▸ Stored records:

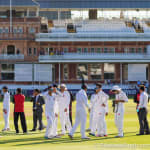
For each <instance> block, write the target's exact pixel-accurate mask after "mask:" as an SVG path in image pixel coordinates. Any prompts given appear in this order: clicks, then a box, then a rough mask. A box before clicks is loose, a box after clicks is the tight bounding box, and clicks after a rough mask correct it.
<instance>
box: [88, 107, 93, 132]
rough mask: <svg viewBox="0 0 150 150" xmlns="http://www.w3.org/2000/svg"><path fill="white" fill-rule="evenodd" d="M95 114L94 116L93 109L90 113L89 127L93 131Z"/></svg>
mask: <svg viewBox="0 0 150 150" xmlns="http://www.w3.org/2000/svg"><path fill="white" fill-rule="evenodd" d="M93 114H94V111H93V109H92V110H91V112H90V125H89V129H92V122H93Z"/></svg>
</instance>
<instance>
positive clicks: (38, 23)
mask: <svg viewBox="0 0 150 150" xmlns="http://www.w3.org/2000/svg"><path fill="white" fill-rule="evenodd" d="M9 2H10V1H9V0H1V1H0V8H1V9H0V61H1V65H0V82H1V86H3V85H5V84H8V85H9V87H10V89H12V90H13V89H15V88H16V87H18V86H21V87H23V89H30V90H32V89H33V88H35V87H39V88H40V89H44V88H45V87H46V86H47V85H49V84H51V83H59V84H60V83H67V86H68V87H69V89H78V88H79V87H80V84H81V79H82V76H83V77H84V79H85V82H86V83H88V84H89V85H90V87H91V88H92V87H93V85H94V83H95V82H101V83H103V84H104V88H105V89H109V88H111V86H112V85H113V84H120V85H121V87H122V88H123V89H135V84H136V82H137V81H138V80H140V81H143V82H149V81H150V40H149V39H150V21H149V19H150V9H149V8H150V1H149V0H143V1H140V0H130V1H127V0H117V1H116V0H106V1H104V0H92V1H90V0H33V1H32V0H26V1H19V0H13V3H12V7H10V3H9ZM10 8H12V9H11V10H10ZM107 81H109V82H110V83H111V84H109V86H108V85H107V84H105V83H106V82H107Z"/></svg>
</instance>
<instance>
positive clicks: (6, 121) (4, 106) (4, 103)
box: [2, 86, 10, 131]
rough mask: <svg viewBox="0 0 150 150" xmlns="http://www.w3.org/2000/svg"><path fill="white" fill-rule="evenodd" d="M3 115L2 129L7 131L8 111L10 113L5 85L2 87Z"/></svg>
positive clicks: (7, 122) (6, 87)
mask: <svg viewBox="0 0 150 150" xmlns="http://www.w3.org/2000/svg"><path fill="white" fill-rule="evenodd" d="M2 90H3V93H4V98H3V116H4V120H5V127H4V129H3V130H2V131H9V130H10V128H9V113H10V94H9V92H8V88H7V87H6V86H4V87H3V89H2Z"/></svg>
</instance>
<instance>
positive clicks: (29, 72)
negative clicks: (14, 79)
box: [15, 64, 32, 81]
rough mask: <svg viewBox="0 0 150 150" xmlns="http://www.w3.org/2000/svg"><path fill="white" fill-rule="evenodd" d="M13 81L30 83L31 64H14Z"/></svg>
mask: <svg viewBox="0 0 150 150" xmlns="http://www.w3.org/2000/svg"><path fill="white" fill-rule="evenodd" d="M15 81H32V64H15Z"/></svg>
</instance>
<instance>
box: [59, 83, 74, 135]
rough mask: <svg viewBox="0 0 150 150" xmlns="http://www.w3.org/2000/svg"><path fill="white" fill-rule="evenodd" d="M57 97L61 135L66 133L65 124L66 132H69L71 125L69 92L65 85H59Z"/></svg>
mask: <svg viewBox="0 0 150 150" xmlns="http://www.w3.org/2000/svg"><path fill="white" fill-rule="evenodd" d="M57 99H58V108H59V117H60V122H61V129H62V134H61V136H62V135H65V134H66V129H65V126H66V127H67V130H68V132H70V130H71V128H72V126H71V122H70V119H69V104H70V93H69V92H68V91H66V85H65V84H61V85H60V92H59V94H58V95H57Z"/></svg>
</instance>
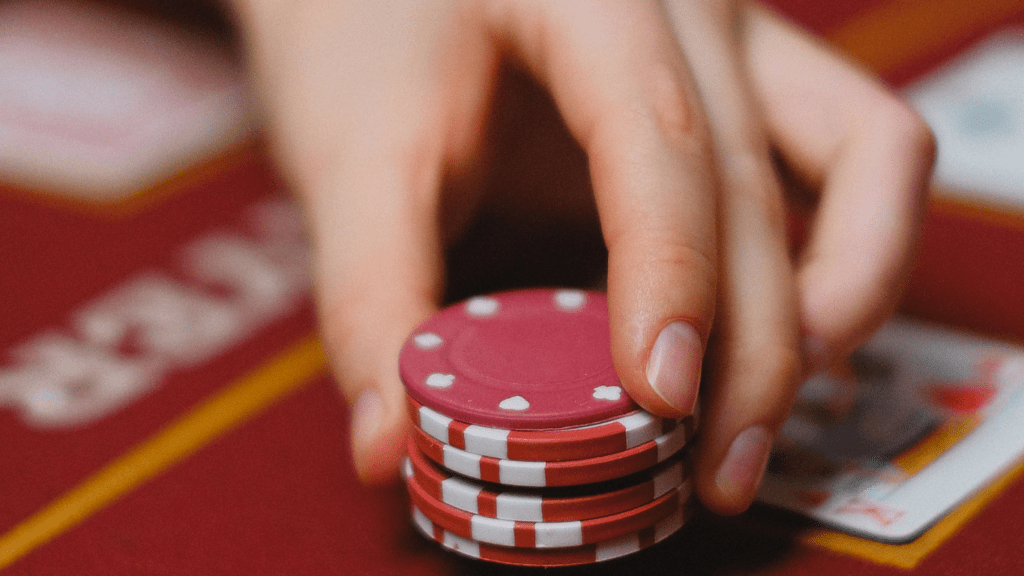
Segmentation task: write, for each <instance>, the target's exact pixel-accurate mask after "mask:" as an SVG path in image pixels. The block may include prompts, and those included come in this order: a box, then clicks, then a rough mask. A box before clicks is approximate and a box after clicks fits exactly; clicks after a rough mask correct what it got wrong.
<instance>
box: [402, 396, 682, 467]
mask: <svg viewBox="0 0 1024 576" xmlns="http://www.w3.org/2000/svg"><path fill="white" fill-rule="evenodd" d="M409 407H410V415H411V416H412V418H413V422H415V423H416V425H418V426H419V427H420V429H422V430H423V431H425V433H427V434H428V435H430V436H431V437H433V438H434V440H437V441H438V442H441V443H443V444H449V445H451V446H454V447H456V448H458V449H460V450H464V451H466V452H469V453H470V454H477V455H480V456H490V457H493V458H502V459H509V460H544V461H548V462H552V461H558V460H578V459H582V458H593V457H596V456H605V455H607V454H614V453H616V452H623V451H626V450H629V449H631V448H636V447H637V446H640V445H641V444H644V443H646V442H650V441H652V440H654V439H655V438H657V437H658V436H662V435H664V434H667V433H669V431H671V430H672V429H674V428H675V427H676V426H677V425H684V426H689V427H690V428H691V429H692V428H693V422H694V418H693V417H692V416H691V417H688V418H684V419H683V420H682V421H680V420H676V419H673V418H659V417H657V416H654V415H653V414H651V413H649V412H646V411H644V410H636V411H633V412H630V413H629V414H626V415H625V416H620V417H617V418H614V419H611V420H607V421H603V422H598V423H596V424H591V425H586V426H577V427H569V428H557V429H550V430H513V429H508V428H495V427H490V426H481V425H478V424H467V423H465V422H460V421H459V420H455V419H453V418H450V417H447V416H445V415H443V414H441V413H439V412H437V411H436V410H433V409H431V408H427V407H426V406H423V405H422V404H420V403H419V402H416V401H415V400H413V399H409Z"/></svg>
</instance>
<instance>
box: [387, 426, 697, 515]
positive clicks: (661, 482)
mask: <svg viewBox="0 0 1024 576" xmlns="http://www.w3.org/2000/svg"><path fill="white" fill-rule="evenodd" d="M688 462H689V461H688V460H687V459H686V458H672V459H670V460H668V461H666V462H664V463H663V464H659V465H658V466H656V467H654V468H651V469H649V470H645V471H642V472H640V474H639V475H635V476H632V477H629V478H627V479H615V480H613V481H610V482H608V483H602V484H597V485H589V486H584V487H571V488H566V489H547V490H523V489H509V488H505V487H502V486H500V485H484V484H478V483H475V482H472V481H470V480H469V479H466V478H463V477H460V476H459V475H457V474H454V472H451V471H447V470H445V469H443V468H441V467H440V466H438V465H437V464H435V463H434V462H433V461H431V460H430V459H429V458H427V457H425V456H424V455H423V454H422V453H421V452H420V450H419V449H418V448H416V445H415V444H413V443H412V442H411V443H410V446H409V458H408V459H407V460H406V462H404V471H406V476H407V478H409V477H415V479H416V483H417V484H418V485H419V486H420V487H421V488H422V489H423V490H424V491H425V492H426V493H427V494H428V495H429V496H430V497H431V498H433V499H435V500H438V501H441V502H444V503H445V504H447V505H451V506H453V507H455V508H458V509H461V510H464V511H466V512H469V513H471V515H478V516H483V517H488V518H495V519H500V520H512V521H523V522H570V521H578V520H588V519H592V518H600V517H606V516H612V515H616V513H618V512H623V511H626V510H629V509H633V508H636V507H638V506H642V505H644V504H646V503H648V502H651V501H653V500H655V499H657V498H659V497H662V496H664V495H666V494H668V493H669V492H670V491H672V490H675V489H678V488H679V487H680V486H682V485H683V484H685V483H689V476H690V474H689V469H688Z"/></svg>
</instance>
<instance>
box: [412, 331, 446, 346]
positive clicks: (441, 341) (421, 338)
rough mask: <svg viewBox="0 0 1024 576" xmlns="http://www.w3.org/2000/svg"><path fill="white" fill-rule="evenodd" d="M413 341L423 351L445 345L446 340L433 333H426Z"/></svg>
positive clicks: (413, 340) (416, 337) (422, 334)
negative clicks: (442, 345)
mask: <svg viewBox="0 0 1024 576" xmlns="http://www.w3.org/2000/svg"><path fill="white" fill-rule="evenodd" d="M413 341H415V342H416V345H417V346H419V347H420V348H421V349H433V348H435V347H437V346H439V345H441V344H443V343H444V339H443V338H441V337H440V336H438V335H437V334H434V333H433V332H424V333H422V334H417V335H416V336H414V337H413Z"/></svg>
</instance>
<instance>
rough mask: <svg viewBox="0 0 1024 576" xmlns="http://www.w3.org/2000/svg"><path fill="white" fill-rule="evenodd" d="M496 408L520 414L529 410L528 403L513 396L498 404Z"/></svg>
mask: <svg viewBox="0 0 1024 576" xmlns="http://www.w3.org/2000/svg"><path fill="white" fill-rule="evenodd" d="M498 407H499V408H501V409H502V410H515V411H517V412H522V411H523V410H526V409H527V408H529V402H528V401H527V400H526V399H525V398H523V397H521V396H513V397H510V398H506V399H505V400H503V401H501V402H499V403H498Z"/></svg>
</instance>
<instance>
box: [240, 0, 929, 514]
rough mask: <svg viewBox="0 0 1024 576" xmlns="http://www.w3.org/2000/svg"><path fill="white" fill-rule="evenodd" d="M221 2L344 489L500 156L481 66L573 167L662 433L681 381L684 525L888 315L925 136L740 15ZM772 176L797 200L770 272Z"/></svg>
mask: <svg viewBox="0 0 1024 576" xmlns="http://www.w3.org/2000/svg"><path fill="white" fill-rule="evenodd" d="M232 8H233V13H234V16H236V18H237V22H238V23H239V26H240V28H241V31H242V36H243V39H244V43H245V45H246V48H247V54H248V58H249V64H250V67H251V70H252V72H253V77H254V81H255V83H256V85H257V87H258V90H259V93H260V95H261V98H262V102H263V106H264V108H265V110H266V113H267V118H268V122H269V128H270V134H271V138H272V142H273V145H274V149H275V151H276V153H278V158H279V160H280V163H281V166H282V169H283V172H284V173H285V175H286V177H288V178H289V180H290V182H291V184H292V186H293V187H294V189H295V191H296V194H297V195H298V197H299V198H300V200H301V202H302V204H303V205H304V207H305V209H306V212H307V214H308V220H309V225H310V232H311V235H312V238H313V245H314V250H315V262H316V271H315V275H316V291H317V301H318V306H319V312H321V317H322V328H323V333H324V336H325V343H326V345H327V348H328V353H329V355H330V357H331V360H332V365H333V368H334V371H335V374H336V376H337V379H338V382H339V385H340V387H341V390H342V393H343V394H344V396H345V398H346V399H347V400H348V402H349V403H350V405H351V407H352V434H351V440H352V453H353V460H354V464H355V468H356V470H357V472H358V475H359V477H360V479H362V480H364V481H365V482H367V483H370V484H374V483H381V482H386V481H389V480H391V479H394V478H396V477H397V468H398V463H399V460H400V457H401V454H402V450H403V448H404V443H403V441H402V440H403V438H404V435H406V434H407V431H408V429H409V425H410V424H409V421H408V419H407V416H406V410H404V392H403V387H402V385H401V382H400V379H399V377H398V372H397V362H396V358H397V355H398V349H399V347H400V346H401V343H402V342H403V341H404V339H406V337H407V336H408V335H409V333H410V332H411V331H412V330H413V328H414V327H415V326H416V325H418V324H419V323H420V322H422V321H423V320H424V319H425V318H426V317H428V316H429V315H430V314H431V313H432V312H434V311H435V310H436V306H437V305H438V302H439V298H440V295H441V293H442V290H443V285H444V278H445V273H444V270H443V261H444V249H445V247H446V246H447V245H449V244H450V243H451V242H452V241H453V240H454V239H455V238H457V237H458V235H459V233H460V232H461V231H462V230H463V229H464V227H465V223H466V221H467V220H468V219H470V218H472V216H473V212H474V208H475V207H476V206H477V205H478V204H479V202H480V201H481V200H480V198H479V196H480V190H481V187H480V186H479V183H480V181H481V178H480V174H481V173H483V172H485V171H486V170H485V166H486V164H487V163H488V162H490V161H493V160H494V158H493V154H492V153H494V154H500V153H501V151H500V150H492V149H490V148H489V147H488V136H490V135H492V133H490V130H489V129H488V127H489V126H490V123H489V118H490V114H492V112H493V105H494V100H495V97H496V93H498V91H499V89H500V86H502V78H503V74H504V71H506V70H507V69H506V67H505V66H504V63H511V65H512V66H514V67H516V68H518V69H521V70H523V71H525V73H526V74H528V75H530V76H531V77H532V78H534V79H536V81H537V82H538V84H539V85H541V86H542V87H543V88H545V89H546V90H547V91H548V92H549V93H550V95H551V98H552V100H553V101H554V105H555V106H556V107H557V110H558V111H559V113H560V114H561V117H562V120H563V121H564V123H565V126H566V127H567V129H568V133H569V134H570V135H571V137H572V138H573V139H574V140H575V141H577V142H578V145H579V146H580V147H581V149H582V150H583V152H584V153H585V154H586V158H587V161H588V168H589V175H590V180H591V182H592V187H593V199H592V200H591V199H588V200H587V201H588V202H593V205H596V212H595V217H597V218H598V219H599V224H600V230H601V233H602V235H603V239H604V242H605V245H606V247H607V250H608V264H607V293H608V306H609V322H610V326H609V328H610V332H611V353H612V358H613V360H614V363H615V367H616V370H617V372H618V376H620V378H621V380H622V382H623V385H624V386H625V387H626V389H627V390H628V392H629V393H630V395H631V396H632V397H633V398H634V399H635V400H636V401H637V402H638V403H639V404H640V405H642V406H643V407H645V408H646V409H648V410H650V411H652V412H655V413H657V414H662V415H667V416H679V415H683V414H688V413H690V412H691V411H692V410H693V409H694V405H695V403H696V402H697V399H698V388H700V387H701V386H702V387H703V389H701V390H699V397H700V404H701V435H700V437H699V441H698V443H697V446H696V448H695V452H694V457H695V472H694V474H695V482H696V488H697V493H698V495H699V497H700V499H701V501H702V502H703V503H705V504H706V505H707V506H708V507H709V508H711V509H713V510H715V511H718V512H721V513H735V512H738V511H741V510H742V509H744V508H745V507H746V506H748V505H749V504H750V502H751V501H752V499H753V497H754V493H755V490H756V488H757V486H758V484H759V483H760V481H761V477H762V475H763V472H764V467H765V464H766V461H767V457H768V454H769V450H770V447H771V444H772V441H773V439H774V437H775V434H776V433H777V430H778V428H779V426H780V425H781V423H782V422H783V420H784V419H785V416H786V414H787V413H788V410H790V408H791V407H792V404H793V399H794V395H795V392H796V387H797V385H798V383H799V382H800V380H801V377H802V376H803V375H804V374H806V373H808V372H810V371H812V370H814V369H816V368H819V367H822V366H825V365H827V364H828V363H829V362H831V361H833V360H834V359H836V358H838V357H840V356H842V355H845V354H847V353H848V352H850V351H851V349H852V348H853V347H855V346H856V345H857V344H858V343H860V342H862V341H863V339H864V338H866V337H867V336H868V335H869V334H870V333H871V331H872V330H873V329H874V328H877V327H878V326H879V325H880V324H881V323H882V322H883V321H884V320H885V318H887V317H888V316H889V315H890V314H891V312H892V311H893V308H894V306H895V303H896V301H897V298H898V296H899V293H900V289H901V287H902V285H903V283H904V281H905V279H906V274H907V268H908V263H909V261H910V258H911V257H912V254H913V250H914V247H915V245H916V242H918V228H919V223H920V219H921V216H922V212H923V206H924V201H925V190H926V187H927V181H928V177H929V174H930V171H931V167H932V163H933V160H934V141H933V139H932V135H931V133H930V131H929V130H928V128H927V126H926V125H925V124H924V123H923V122H922V121H921V119H920V118H919V117H918V116H916V115H915V114H914V113H913V112H912V111H911V110H909V109H908V108H907V107H906V106H905V105H904V104H903V102H901V101H900V100H899V99H898V98H897V97H895V96H894V95H893V94H892V93H891V92H890V91H889V90H888V89H886V87H885V86H884V85H882V84H881V83H880V82H879V81H878V80H876V79H874V78H872V77H871V76H870V75H869V74H867V73H865V72H864V71H863V70H861V69H859V68H858V67H857V66H856V65H855V64H853V63H851V61H849V60H847V59H845V58H844V57H842V56H841V55H838V54H837V53H835V52H834V51H831V50H830V49H829V48H828V47H827V46H825V45H824V44H823V43H821V42H820V41H818V40H816V39H814V38H812V37H810V36H808V35H807V34H806V33H804V32H802V31H800V30H799V29H797V28H795V27H793V26H792V25H790V24H787V23H785V22H784V20H782V19H781V18H779V17H777V16H776V15H774V14H772V13H771V12H770V11H768V10H767V9H765V8H763V7H761V6H759V5H757V4H755V3H750V2H741V1H735V0H676V1H665V2H654V1H648V2H637V1H635V0H587V1H584V0H575V1H570V0H564V1H559V2H550V1H545V0H420V1H412V0H392V1H384V0H366V1H356V0H347V1H346V0H287V1H286V0H234V2H233V3H232ZM776 159H778V160H780V161H781V162H782V163H784V165H785V168H786V173H787V174H791V175H792V176H794V178H795V179H796V180H798V181H799V182H800V183H801V186H802V188H804V189H806V190H808V191H811V193H810V201H811V202H810V204H811V205H812V208H813V209H812V210H811V212H810V216H809V218H810V219H809V229H808V231H809V232H808V237H807V240H806V243H805V244H803V247H802V249H801V251H800V252H799V253H798V254H796V256H794V254H792V247H791V246H790V243H788V241H787V236H786V213H787V211H786V206H787V196H786V194H785V191H784V187H783V186H781V183H780V178H779V176H778V170H777V169H776ZM510 201H512V202H515V201H516V199H515V198H513V199H511V200H510ZM519 201H521V202H522V203H524V204H525V203H529V202H537V201H538V199H537V198H532V199H527V198H522V199H520V200H519ZM542 202H543V201H542ZM552 204H558V202H556V201H555V199H552ZM559 206H560V204H559ZM581 210H582V212H581V213H585V214H590V212H589V211H587V210H586V209H585V208H582V209H581Z"/></svg>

▸ Prompt: Please turn everything from the start of the listing down through the line containing "box: [88, 107, 93, 132]" into a numbered list, leaving out blank lines and pictures.

▸ Solution to this exercise:
1. For each <instance> block, write the target's exact pixel-accurate mask after "mask:" as an SVG path in image pixel coordinates. Any prompts given appear in this order: clicks, then a box, then a rough mask. A box before clicks is loose, a box after clicks is the tight bounding box, and clicks after a rough mask correct it.
2. <instance>
3. box: [88, 107, 93, 132]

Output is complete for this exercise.